• _Data provided_
........
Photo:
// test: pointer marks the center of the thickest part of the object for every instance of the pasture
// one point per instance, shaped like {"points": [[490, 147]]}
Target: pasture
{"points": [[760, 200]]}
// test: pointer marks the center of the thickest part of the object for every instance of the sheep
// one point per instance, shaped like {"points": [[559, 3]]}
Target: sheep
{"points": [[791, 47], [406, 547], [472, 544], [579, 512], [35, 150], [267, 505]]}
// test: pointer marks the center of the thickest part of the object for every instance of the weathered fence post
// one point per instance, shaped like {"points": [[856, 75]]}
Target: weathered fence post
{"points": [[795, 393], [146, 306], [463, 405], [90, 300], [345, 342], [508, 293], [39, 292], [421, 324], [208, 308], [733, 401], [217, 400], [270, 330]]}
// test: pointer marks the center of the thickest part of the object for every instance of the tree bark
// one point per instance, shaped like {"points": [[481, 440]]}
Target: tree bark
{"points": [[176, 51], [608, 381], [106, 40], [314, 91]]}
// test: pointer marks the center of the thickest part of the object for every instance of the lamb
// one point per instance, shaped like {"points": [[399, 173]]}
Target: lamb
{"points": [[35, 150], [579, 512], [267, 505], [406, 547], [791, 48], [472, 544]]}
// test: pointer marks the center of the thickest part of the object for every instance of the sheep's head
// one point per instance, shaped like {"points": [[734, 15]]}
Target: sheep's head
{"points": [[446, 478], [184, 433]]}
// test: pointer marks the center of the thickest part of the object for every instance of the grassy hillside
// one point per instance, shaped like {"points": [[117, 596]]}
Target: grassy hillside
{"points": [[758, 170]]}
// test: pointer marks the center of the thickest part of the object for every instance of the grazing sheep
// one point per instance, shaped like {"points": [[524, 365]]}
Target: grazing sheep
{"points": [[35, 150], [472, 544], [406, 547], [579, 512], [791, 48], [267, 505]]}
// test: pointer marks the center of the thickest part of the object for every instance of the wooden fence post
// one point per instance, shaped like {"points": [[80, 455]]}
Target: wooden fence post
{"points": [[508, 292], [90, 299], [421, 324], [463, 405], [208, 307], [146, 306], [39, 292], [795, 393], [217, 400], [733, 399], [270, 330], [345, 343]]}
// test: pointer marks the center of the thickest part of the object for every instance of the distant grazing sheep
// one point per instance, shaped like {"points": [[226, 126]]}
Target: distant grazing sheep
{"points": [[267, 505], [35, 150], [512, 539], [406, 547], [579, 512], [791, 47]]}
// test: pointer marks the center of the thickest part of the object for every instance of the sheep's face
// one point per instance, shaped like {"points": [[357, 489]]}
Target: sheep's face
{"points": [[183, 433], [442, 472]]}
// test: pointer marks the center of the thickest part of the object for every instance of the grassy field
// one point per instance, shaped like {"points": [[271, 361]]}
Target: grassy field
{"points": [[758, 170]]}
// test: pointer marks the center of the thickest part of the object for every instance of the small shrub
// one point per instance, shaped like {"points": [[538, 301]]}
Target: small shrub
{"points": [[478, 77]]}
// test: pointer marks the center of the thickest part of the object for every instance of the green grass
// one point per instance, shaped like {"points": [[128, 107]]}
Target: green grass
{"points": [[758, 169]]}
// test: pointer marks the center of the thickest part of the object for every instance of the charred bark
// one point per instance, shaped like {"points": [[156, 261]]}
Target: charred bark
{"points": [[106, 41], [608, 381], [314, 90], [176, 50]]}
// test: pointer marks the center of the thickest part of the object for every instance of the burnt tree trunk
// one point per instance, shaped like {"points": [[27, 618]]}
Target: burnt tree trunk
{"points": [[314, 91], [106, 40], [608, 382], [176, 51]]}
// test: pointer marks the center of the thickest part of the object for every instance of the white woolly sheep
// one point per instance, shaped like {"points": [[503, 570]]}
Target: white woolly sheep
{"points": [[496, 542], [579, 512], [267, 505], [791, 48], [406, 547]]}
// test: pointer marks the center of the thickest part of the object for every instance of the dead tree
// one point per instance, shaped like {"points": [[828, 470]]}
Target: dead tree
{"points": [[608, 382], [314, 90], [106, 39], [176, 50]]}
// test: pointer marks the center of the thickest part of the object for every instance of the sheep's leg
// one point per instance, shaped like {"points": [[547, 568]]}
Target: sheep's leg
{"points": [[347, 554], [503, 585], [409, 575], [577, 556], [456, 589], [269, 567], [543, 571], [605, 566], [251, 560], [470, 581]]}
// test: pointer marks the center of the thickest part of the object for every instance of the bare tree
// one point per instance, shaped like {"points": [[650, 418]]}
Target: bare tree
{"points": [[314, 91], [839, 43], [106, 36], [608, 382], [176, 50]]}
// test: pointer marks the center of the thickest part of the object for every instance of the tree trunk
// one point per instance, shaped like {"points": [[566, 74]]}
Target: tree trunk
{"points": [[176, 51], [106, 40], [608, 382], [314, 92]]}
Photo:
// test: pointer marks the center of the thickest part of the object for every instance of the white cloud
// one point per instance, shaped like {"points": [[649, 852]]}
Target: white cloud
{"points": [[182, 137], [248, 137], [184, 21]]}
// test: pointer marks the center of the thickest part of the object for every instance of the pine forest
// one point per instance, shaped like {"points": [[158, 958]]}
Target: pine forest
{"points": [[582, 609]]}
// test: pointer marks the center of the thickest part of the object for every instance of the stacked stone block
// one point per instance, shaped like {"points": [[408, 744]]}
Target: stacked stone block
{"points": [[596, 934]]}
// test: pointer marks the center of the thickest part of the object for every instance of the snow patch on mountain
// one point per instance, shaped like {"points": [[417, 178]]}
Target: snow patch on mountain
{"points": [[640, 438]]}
........
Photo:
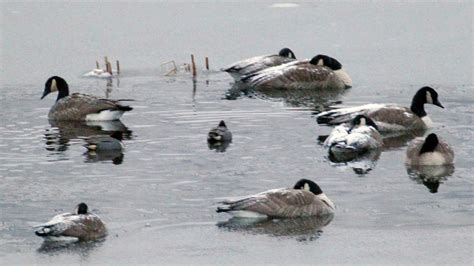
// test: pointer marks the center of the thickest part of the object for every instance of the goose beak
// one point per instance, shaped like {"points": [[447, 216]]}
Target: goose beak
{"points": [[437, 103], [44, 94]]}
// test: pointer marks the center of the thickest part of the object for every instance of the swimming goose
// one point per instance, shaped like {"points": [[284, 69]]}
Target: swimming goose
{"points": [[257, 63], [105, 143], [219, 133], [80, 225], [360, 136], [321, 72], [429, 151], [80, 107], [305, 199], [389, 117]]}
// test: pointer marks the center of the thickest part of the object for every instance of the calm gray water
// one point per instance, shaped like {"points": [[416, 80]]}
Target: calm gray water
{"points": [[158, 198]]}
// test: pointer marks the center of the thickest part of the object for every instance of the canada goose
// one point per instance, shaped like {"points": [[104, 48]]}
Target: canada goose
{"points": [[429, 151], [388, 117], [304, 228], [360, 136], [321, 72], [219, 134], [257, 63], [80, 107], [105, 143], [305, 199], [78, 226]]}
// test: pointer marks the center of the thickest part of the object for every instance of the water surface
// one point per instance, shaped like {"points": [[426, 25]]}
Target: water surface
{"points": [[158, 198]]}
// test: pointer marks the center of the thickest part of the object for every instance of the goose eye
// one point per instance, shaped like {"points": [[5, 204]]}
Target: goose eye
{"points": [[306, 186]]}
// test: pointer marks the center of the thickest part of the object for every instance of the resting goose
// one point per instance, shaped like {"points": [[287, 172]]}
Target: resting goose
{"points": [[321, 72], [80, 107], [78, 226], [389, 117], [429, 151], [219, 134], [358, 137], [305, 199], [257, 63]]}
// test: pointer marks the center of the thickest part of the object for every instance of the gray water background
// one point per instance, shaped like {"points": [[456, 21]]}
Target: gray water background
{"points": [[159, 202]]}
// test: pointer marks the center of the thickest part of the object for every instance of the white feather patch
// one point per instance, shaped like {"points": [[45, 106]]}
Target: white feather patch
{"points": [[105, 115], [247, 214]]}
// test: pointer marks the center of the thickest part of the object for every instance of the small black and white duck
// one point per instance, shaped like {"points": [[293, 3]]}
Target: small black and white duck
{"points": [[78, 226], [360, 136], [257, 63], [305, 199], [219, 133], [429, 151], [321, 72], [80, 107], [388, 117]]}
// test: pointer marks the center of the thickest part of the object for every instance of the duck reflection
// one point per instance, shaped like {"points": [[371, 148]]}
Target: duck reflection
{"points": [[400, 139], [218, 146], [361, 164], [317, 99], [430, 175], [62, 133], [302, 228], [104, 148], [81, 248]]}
........
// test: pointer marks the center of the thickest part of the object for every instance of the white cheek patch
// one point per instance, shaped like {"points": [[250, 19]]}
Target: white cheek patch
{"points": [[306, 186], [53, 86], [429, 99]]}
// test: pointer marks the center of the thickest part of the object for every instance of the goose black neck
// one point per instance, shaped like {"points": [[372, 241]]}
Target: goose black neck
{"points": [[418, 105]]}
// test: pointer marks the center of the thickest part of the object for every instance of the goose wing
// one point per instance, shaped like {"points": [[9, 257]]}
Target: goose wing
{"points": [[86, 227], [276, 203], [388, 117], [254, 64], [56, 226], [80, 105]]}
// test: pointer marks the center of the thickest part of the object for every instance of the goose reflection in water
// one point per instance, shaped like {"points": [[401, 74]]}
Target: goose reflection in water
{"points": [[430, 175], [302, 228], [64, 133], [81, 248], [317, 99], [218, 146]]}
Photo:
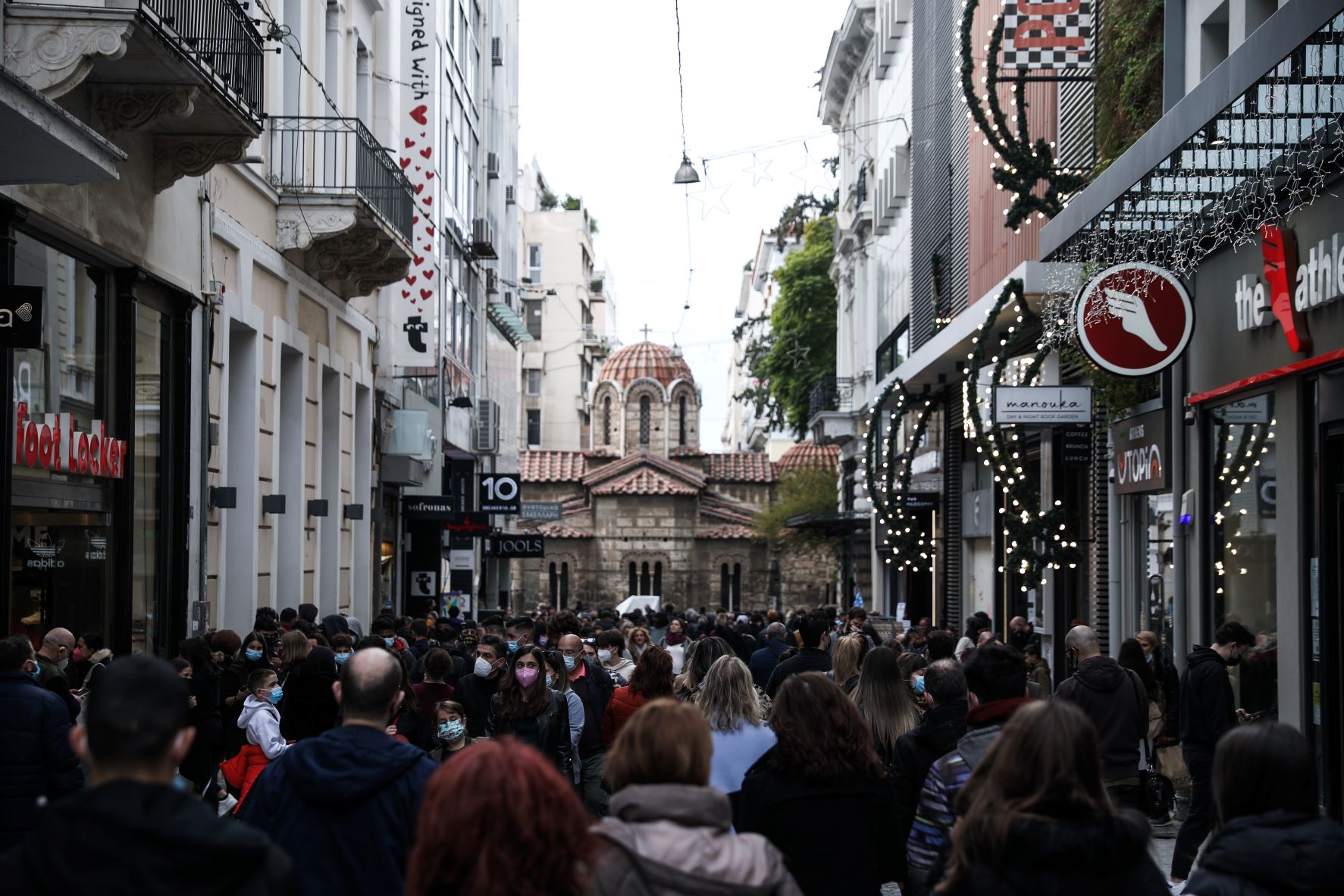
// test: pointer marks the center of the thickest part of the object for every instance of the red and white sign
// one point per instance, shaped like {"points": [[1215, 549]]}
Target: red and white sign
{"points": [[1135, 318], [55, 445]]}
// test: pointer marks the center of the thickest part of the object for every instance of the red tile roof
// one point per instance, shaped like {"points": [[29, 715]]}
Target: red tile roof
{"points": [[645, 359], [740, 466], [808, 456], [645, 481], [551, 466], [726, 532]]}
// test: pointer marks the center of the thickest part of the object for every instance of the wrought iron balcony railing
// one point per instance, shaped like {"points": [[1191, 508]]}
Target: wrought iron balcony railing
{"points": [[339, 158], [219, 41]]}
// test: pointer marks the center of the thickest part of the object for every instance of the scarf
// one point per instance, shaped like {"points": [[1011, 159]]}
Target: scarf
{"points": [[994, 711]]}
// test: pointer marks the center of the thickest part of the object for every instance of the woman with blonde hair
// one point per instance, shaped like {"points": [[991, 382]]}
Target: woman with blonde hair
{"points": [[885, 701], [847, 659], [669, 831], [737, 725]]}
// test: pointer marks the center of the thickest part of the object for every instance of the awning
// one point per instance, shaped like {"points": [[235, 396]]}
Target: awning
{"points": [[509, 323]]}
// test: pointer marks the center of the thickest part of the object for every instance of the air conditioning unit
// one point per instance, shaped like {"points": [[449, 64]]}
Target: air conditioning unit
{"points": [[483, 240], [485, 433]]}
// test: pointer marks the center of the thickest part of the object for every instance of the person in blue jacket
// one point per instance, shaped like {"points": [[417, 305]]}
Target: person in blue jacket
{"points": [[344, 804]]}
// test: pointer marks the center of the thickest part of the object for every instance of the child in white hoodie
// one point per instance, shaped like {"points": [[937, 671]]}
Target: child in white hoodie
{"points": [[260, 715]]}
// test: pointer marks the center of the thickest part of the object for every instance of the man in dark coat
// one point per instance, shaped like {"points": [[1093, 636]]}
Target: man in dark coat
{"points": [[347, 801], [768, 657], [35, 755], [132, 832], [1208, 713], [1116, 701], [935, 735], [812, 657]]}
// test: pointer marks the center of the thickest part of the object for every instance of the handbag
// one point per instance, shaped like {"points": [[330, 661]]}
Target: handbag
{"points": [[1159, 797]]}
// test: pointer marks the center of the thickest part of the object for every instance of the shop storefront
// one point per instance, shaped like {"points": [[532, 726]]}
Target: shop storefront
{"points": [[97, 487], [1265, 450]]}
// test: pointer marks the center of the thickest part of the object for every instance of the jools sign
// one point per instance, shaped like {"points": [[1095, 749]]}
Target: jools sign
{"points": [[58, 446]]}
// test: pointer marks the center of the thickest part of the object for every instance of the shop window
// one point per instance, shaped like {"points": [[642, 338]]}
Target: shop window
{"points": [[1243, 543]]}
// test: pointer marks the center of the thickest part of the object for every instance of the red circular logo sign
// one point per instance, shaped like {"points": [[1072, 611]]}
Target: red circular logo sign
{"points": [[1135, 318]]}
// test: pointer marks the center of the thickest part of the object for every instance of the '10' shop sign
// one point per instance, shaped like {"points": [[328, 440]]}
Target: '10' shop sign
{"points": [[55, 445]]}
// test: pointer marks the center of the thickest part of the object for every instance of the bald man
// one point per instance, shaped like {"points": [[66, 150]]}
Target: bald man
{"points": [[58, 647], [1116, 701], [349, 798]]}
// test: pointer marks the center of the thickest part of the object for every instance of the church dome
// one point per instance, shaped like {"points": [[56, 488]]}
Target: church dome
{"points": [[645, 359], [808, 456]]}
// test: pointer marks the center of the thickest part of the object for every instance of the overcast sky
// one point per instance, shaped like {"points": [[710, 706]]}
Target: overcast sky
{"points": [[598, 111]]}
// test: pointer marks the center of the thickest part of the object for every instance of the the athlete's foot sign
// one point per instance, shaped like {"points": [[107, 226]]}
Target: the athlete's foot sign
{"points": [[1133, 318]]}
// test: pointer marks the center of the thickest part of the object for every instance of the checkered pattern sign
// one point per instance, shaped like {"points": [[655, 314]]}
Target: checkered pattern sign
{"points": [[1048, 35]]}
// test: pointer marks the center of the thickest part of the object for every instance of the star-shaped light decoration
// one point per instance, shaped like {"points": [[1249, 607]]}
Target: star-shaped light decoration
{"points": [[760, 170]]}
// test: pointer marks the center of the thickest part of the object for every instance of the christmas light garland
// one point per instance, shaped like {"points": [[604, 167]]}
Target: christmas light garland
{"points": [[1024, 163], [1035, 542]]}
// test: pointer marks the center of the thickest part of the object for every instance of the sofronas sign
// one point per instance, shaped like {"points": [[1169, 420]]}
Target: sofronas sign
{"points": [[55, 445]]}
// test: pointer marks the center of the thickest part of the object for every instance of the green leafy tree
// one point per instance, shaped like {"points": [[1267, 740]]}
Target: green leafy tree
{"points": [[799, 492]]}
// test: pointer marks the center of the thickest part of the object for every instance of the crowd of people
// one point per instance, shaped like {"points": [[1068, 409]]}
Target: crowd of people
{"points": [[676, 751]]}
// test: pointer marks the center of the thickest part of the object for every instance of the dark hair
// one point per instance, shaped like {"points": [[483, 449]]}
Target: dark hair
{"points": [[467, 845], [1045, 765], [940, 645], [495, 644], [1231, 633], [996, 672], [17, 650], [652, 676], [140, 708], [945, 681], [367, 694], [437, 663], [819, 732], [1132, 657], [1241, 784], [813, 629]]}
........
• _Task goal_
How many lines of the listing above contain the string "athlete"? Reply with the number only.

• _Solution to the exercise_
2